%%

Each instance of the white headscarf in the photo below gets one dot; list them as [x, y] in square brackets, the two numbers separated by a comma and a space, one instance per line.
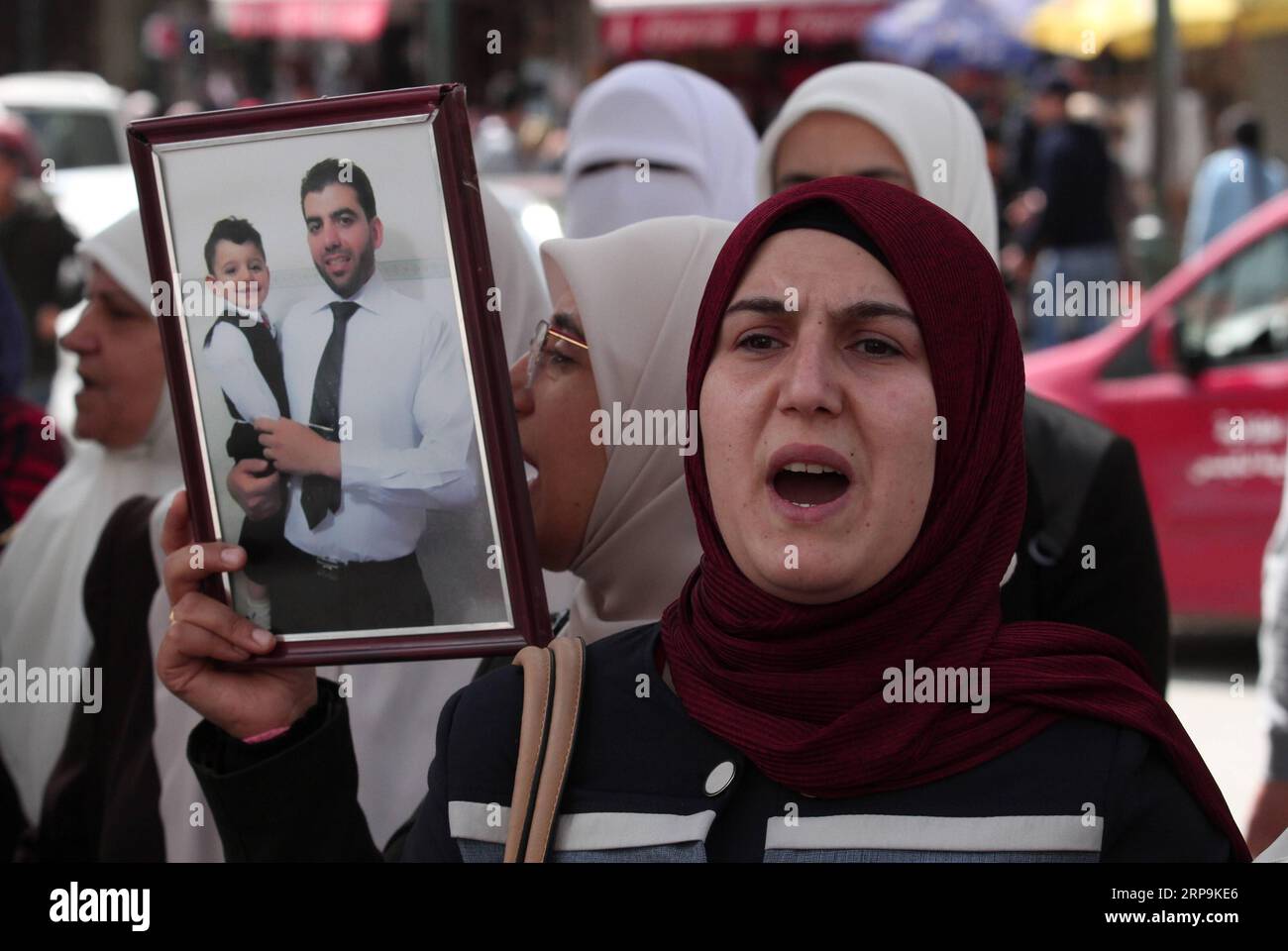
[934, 129]
[638, 291]
[668, 115]
[43, 571]
[523, 290]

%%

What you give back must match the material above exactly, minus its pictures.

● Answer section
Each instance of the white headscarf in the photo below gets one dot; list them as [x, y] in square brackets, the two numbers separated by a comma and a space, one instance per line.
[934, 129]
[638, 291]
[668, 115]
[43, 571]
[523, 290]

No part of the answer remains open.